Point localization data:
=== Section Start ===
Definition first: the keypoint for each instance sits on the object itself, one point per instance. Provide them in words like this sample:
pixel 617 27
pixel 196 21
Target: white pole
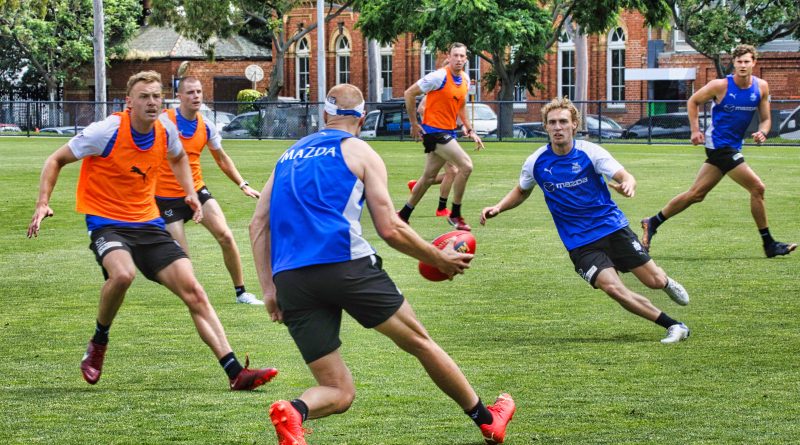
pixel 99 61
pixel 321 91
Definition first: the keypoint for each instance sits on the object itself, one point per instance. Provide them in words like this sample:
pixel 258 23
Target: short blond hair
pixel 743 49
pixel 562 103
pixel 143 76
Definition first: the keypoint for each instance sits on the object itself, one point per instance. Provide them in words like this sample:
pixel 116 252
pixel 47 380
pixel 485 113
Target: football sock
pixel 657 220
pixel 665 321
pixel 405 212
pixel 101 334
pixel 480 415
pixel 456 210
pixel 765 236
pixel 231 366
pixel 301 408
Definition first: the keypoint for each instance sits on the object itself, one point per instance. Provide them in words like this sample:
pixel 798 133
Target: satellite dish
pixel 253 73
pixel 182 68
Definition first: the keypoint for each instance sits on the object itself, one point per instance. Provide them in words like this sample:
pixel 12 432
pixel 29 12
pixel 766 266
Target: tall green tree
pixel 513 36
pixel 53 38
pixel 206 22
pixel 713 27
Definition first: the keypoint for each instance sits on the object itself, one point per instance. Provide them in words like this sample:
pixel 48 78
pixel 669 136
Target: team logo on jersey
pixel 141 173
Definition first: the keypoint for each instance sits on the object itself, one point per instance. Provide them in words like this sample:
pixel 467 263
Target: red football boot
pixel 288 423
pixel 502 412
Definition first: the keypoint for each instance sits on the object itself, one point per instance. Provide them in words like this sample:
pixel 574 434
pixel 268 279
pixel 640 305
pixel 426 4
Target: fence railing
pixel 628 121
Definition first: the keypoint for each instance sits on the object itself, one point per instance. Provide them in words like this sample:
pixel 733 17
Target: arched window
pixel 428 59
pixel 566 66
pixel 616 68
pixel 302 70
pixel 387 59
pixel 343 60
pixel 474 71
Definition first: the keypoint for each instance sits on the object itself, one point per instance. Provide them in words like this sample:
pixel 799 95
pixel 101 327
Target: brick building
pixel 615 59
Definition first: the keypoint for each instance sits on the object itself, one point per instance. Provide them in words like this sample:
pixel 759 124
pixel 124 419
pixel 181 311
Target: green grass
pixel 581 369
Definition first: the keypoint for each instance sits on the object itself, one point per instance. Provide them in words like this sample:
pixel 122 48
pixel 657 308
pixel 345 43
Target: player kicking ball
pixel 591 226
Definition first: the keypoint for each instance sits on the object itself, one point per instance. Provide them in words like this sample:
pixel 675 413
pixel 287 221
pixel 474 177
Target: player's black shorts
pixel 176 209
pixel 312 299
pixel 429 140
pixel 725 159
pixel 152 248
pixel 620 250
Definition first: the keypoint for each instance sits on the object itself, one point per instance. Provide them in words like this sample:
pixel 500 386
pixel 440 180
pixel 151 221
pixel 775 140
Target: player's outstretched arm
pixel 369 167
pixel 260 243
pixel 47 182
pixel 514 198
pixel 227 166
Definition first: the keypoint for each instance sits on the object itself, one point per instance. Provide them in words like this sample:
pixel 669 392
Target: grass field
pixel 581 369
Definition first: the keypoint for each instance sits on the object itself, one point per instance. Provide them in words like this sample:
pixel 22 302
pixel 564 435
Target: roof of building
pixel 154 42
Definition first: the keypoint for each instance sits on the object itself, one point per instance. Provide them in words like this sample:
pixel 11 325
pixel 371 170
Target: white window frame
pixel 302 54
pixel 343 60
pixel 427 60
pixel 616 42
pixel 386 54
pixel 566 45
pixel 474 72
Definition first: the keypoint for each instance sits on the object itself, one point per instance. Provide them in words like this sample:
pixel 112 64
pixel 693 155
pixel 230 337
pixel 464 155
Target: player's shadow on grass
pixel 618 338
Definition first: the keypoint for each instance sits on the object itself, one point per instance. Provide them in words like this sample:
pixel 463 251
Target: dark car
pixel 661 126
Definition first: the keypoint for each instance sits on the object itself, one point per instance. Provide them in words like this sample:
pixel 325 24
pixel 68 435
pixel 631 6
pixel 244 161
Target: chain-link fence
pixel 629 121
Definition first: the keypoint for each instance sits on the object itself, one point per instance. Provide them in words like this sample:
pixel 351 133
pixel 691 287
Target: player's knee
pixel 345 400
pixel 758 190
pixel 122 278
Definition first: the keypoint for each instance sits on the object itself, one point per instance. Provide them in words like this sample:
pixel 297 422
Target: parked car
pixel 290 122
pixel 64 131
pixel 483 118
pixel 389 119
pixel 790 127
pixel 8 128
pixel 604 127
pixel 663 126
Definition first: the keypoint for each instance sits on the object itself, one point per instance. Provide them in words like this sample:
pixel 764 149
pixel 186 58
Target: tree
pixel 713 28
pixel 206 22
pixel 513 36
pixel 53 38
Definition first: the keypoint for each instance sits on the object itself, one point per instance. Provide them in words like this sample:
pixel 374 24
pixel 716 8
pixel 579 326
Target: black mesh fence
pixel 662 122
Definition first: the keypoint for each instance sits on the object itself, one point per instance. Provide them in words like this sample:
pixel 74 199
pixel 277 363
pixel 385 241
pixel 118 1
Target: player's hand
pixel 453 262
pixel 271 304
pixel 251 192
pixel 194 203
pixel 623 188
pixel 698 137
pixel 478 142
pixel 417 131
pixel 489 212
pixel 759 137
pixel 41 212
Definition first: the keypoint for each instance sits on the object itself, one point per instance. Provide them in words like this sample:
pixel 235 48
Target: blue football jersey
pixel 575 191
pixel 732 115
pixel 316 205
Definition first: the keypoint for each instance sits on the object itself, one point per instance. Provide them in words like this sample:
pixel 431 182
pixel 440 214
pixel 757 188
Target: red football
pixel 464 242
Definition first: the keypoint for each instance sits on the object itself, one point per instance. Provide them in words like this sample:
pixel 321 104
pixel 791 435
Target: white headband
pixel 333 109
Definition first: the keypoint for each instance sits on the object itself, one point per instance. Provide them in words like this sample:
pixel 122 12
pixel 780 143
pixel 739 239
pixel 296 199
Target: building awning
pixel 660 74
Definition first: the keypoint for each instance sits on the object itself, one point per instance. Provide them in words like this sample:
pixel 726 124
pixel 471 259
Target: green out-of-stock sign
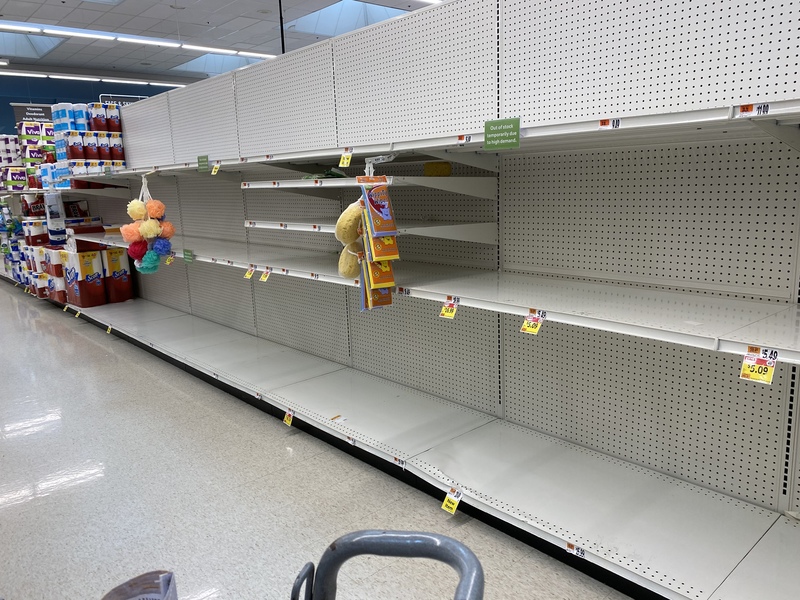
pixel 501 134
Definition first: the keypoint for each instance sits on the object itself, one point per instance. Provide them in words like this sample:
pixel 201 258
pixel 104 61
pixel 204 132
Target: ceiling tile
pixel 19 10
pixel 134 7
pixel 111 20
pixel 51 11
pixel 141 23
pixel 160 11
pixel 239 23
pixel 82 15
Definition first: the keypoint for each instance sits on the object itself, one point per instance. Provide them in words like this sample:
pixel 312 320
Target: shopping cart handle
pixel 405 544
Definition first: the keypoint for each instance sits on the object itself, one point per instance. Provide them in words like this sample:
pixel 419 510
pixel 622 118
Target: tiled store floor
pixel 113 463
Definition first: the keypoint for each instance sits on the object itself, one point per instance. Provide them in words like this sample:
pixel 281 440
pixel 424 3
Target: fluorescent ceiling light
pixel 20 74
pixel 20 28
pixel 74 77
pixel 255 54
pixel 94 36
pixel 149 42
pixel 207 49
pixel 123 81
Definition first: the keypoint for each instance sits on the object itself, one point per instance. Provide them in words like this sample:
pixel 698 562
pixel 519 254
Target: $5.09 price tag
pixel 759 364
pixel 576 550
pixel 451 501
pixel 533 322
pixel 450 307
pixel 346 158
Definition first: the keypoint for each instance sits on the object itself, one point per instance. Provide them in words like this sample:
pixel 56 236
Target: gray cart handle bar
pixel 404 544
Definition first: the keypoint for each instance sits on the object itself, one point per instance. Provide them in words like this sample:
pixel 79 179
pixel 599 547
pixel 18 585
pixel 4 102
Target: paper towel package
pixel 97 116
pixel 117 272
pixel 83 272
pixel 112 117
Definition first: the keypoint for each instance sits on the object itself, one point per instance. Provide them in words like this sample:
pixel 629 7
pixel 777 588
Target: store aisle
pixel 113 463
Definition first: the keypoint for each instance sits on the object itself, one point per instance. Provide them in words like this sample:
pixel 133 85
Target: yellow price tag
pixel 450 307
pixel 576 550
pixel 531 325
pixel 756 368
pixel 448 310
pixel 451 501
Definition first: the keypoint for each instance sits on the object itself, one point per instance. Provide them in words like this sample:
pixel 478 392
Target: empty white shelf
pixel 678 539
pixel 484 233
pixel 770 569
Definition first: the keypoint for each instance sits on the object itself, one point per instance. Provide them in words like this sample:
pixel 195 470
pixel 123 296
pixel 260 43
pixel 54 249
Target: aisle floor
pixel 114 462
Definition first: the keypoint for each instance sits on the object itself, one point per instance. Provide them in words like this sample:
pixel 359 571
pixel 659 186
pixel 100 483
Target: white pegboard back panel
pixel 284 206
pixel 114 211
pixel 306 315
pixel 430 73
pixel 147 132
pixel 203 118
pixel 168 286
pixel 666 407
pixel 221 294
pixel 287 104
pixel 410 344
pixel 211 208
pixel 576 60
pixel 716 217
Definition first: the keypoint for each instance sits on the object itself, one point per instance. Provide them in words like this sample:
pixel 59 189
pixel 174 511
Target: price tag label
pixel 576 550
pixel 533 322
pixel 451 501
pixel 347 157
pixel 759 364
pixel 609 124
pixel 450 307
pixel 753 110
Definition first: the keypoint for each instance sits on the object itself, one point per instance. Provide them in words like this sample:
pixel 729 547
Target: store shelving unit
pixel 652 215
pixel 115 192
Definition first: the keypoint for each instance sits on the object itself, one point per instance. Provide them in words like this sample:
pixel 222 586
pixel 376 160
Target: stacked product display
pixel 88 141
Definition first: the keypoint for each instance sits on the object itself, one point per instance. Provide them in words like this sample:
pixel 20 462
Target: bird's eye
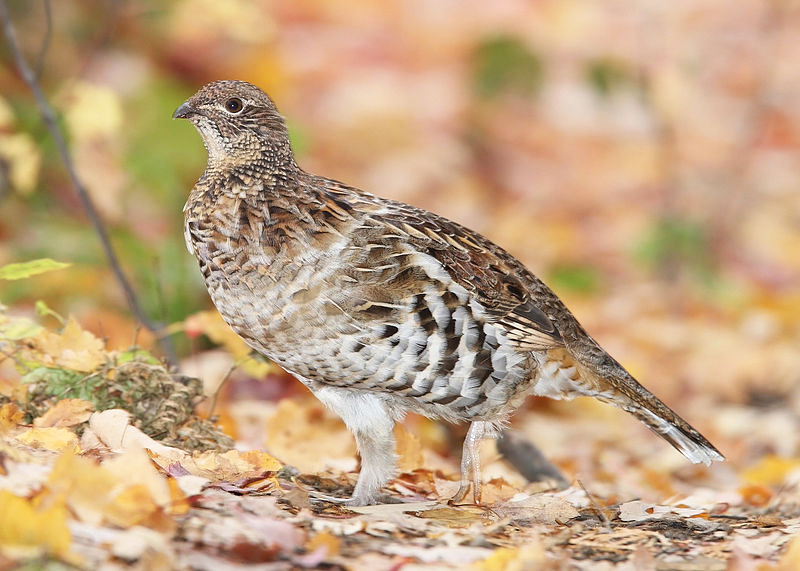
pixel 234 105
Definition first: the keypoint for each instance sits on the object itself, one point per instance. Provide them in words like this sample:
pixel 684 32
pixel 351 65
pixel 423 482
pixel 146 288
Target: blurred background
pixel 641 157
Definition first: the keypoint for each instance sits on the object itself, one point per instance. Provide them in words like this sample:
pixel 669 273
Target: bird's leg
pixel 471 462
pixel 376 446
pixel 367 417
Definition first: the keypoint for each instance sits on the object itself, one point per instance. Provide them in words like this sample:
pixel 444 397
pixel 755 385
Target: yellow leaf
=== Section End ===
__YOUR INSTRUCTIONS__
Nothing but the lines from the start of the records above through the line with "pixel 467 263" should be retyped, each exactly as written; leave out all pictures.

__RESULT OF THE EXERCISE__
Definition first: the keypoint for each instance sits on the object itself, one point per instance. Provide them in words like this sample:
pixel 617 27
pixel 196 21
Target: white pole
pixel 99 61
pixel 321 91
Definition first: the keypoint for each instance sits on the object itself, one point per instance. Provide them in words like this sample:
pixel 258 23
Target: short blond hair
pixel 743 49
pixel 562 103
pixel 143 76
Definition first: the keypoint for each instance sits on the object itself, one point per instance. Provide them in words like this sample:
pixel 116 252
pixel 47 380
pixel 485 113
Target: football sock
pixel 657 220
pixel 665 321
pixel 405 212
pixel 101 334
pixel 480 415
pixel 456 210
pixel 765 236
pixel 231 366
pixel 301 408
Definition first: the keypoint for each instance sits on the object itself, one point per instance. Provide them in words like this sample:
pixel 798 133
Target: satellite dish
pixel 253 73
pixel 182 68
Definition first: the keypoint for each instance sits on the object itself, one point per instance. Provide them in words like this sample:
pixel 12 432
pixel 29 12
pixel 766 266
Target: tall green tree
pixel 513 36
pixel 53 38
pixel 206 22
pixel 713 27
Definition first: the keypoint for each instance sits on the object itself, one point per instance. Provide them in words like this sample:
pixel 48 78
pixel 669 136
Target: team logo on jersey
pixel 141 173
Definition first: the keypoint for each instance sits on the object itself, one point per instance. Provide them in words like this sample:
pixel 467 263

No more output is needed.